Again, no phone call! I was so excited to get my list.

Europe and Africa!

I was very very excited. Going back to these two houses were the perfect thing for me to know what the right choice would be for me.

So I set off to Europe first, again. I sat with one of their senior members who I had spoken with in the week before. Since this was her last recruitment, I could tell this was something very special to her. We talked a long while about a dreams and what we wanted for our future and what we wanted for right now. She and I both teared up when we began talking about the effect Europe’s sisterhood had on her throughout her college years. I could clearly tell how much she loved Europe and how close and strong their sisterhood was. It was an amazing conversation, we were so calm with each other, which really helped set the mood for their ceremony.

Their ceremony was simple and sincere. I could practically feel the love these girls had for each other radiating off of them. The words of their seniors were beautiful and so meaningful. I felt very good here. I was in love with their sisterhood and left their house not knowing how I was going to make it through Africa’s round.

I had around an hour before I was set to go to Africa. I didn’t write much about my thoughts during my time at Europe because I wanted to preserve my mood and feeling for as long as possible.

Finally, it was time to go to Africa. My last and final round of formal recruitment before Bid Day. I was greeted at the door by someone I had never seen before. I was kind of surprised, since I had heard that they usually pair you with someone you talked to earlier in the week. However, none of that mattered once I started talking to her. To say we were a perfect match is an understatement. Of course, the conversation started out with silly questions, since we didn’t know each other very well. Our conversation was flawless. It flowed effortlessly into more serious topics like values I hold dear to my heart and my hometown best friend who I’ve been friends with since first grade. However, the thing that most stuck out to me in our conversation was when she talked about her recruitment experience. It almost resembled mine, she told me that she, like myself, doesn’t consider herself someone who would typically go through recruitment. She told me about her experiences at Africa in her recruitment year, and started tearing up. I also told her about how I’ve felt at home every round at Africa and began tearing up as well. I couldn’t believe how quickly this girl and I connected and how amazing my heart felt in this house.
■ ■ ■ ■ ■
• Work instructions:
According to the recruitment account, about how much time did the writer have between Europe's round and the visit to Africa? The rows here have no connection to the recruitment account.

• Records from a data source:
■ ■ ■ ■ ■
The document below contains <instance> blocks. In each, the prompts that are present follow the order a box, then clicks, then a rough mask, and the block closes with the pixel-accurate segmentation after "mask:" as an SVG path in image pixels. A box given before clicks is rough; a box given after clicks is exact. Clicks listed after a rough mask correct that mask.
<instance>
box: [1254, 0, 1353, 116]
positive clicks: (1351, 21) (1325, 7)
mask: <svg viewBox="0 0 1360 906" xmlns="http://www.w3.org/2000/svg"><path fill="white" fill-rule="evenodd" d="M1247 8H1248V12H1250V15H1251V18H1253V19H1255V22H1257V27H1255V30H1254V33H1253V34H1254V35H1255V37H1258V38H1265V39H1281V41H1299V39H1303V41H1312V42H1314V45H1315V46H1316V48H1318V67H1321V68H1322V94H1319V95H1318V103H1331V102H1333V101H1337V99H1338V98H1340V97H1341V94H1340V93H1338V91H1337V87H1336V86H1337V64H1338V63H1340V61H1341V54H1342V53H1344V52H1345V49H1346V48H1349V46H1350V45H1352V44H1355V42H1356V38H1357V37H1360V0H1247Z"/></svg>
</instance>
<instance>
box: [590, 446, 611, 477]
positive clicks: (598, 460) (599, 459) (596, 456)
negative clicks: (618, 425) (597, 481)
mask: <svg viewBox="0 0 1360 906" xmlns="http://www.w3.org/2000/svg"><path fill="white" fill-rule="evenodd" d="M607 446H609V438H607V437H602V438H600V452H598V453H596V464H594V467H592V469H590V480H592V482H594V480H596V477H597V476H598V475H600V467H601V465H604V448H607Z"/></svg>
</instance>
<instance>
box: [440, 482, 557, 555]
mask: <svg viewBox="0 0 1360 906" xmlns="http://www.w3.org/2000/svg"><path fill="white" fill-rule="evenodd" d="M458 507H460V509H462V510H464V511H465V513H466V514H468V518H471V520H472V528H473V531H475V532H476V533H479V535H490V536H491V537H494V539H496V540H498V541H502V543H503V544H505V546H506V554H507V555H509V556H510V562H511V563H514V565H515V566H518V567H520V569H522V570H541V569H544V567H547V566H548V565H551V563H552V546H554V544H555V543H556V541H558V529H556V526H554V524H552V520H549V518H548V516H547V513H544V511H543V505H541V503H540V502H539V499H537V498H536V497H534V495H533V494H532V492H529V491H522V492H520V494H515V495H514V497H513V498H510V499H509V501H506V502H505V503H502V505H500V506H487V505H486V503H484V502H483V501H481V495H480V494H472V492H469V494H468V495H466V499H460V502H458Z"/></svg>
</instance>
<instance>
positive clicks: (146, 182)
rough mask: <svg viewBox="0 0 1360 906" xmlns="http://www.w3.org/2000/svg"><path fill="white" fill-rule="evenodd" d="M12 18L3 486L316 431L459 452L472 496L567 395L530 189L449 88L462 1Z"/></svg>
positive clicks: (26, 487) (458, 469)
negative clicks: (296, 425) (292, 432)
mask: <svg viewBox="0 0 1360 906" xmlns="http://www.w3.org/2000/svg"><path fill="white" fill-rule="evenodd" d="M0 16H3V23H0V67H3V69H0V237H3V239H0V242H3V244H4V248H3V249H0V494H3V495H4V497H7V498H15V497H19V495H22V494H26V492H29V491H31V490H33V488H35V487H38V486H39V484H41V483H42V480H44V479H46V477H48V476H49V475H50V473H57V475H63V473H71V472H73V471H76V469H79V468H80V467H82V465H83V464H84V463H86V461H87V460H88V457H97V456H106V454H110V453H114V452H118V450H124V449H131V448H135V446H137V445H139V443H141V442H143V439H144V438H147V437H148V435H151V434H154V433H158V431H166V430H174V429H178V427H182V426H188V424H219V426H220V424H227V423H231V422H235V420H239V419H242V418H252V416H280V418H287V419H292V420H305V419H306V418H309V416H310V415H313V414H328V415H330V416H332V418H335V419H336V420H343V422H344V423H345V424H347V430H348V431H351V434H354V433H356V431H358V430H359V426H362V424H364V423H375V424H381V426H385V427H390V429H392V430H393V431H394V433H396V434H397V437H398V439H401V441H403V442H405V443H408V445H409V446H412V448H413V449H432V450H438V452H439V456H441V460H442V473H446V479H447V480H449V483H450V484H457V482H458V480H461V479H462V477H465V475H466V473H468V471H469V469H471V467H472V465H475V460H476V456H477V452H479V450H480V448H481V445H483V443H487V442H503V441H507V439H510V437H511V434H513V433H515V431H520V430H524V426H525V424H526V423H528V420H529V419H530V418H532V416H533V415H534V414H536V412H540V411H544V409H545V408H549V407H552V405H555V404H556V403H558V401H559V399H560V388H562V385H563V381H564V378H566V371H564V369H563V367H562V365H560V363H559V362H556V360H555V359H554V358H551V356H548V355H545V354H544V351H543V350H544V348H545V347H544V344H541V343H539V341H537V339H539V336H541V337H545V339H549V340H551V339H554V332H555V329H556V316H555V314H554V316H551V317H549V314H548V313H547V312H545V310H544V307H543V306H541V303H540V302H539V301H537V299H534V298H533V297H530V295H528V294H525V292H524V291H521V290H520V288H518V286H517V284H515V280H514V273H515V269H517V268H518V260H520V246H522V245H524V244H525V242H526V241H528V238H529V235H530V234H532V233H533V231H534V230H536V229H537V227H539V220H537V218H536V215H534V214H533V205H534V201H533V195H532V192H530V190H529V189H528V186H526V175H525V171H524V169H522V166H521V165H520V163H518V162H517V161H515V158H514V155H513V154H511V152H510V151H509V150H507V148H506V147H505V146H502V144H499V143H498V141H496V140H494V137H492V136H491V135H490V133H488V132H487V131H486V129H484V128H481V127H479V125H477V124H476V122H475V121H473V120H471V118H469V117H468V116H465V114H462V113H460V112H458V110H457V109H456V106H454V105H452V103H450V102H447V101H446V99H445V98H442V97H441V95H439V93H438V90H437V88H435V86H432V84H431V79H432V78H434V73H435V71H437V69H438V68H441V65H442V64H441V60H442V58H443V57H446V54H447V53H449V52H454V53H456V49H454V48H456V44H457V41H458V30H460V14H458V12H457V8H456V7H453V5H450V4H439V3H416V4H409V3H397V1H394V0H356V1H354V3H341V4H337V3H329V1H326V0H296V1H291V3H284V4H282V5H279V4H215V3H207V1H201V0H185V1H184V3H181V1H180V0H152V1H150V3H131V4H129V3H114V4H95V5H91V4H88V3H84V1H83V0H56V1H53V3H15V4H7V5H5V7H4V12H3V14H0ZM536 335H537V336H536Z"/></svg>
■ ■ ■ ■ ■
• Answer:
Around an hour.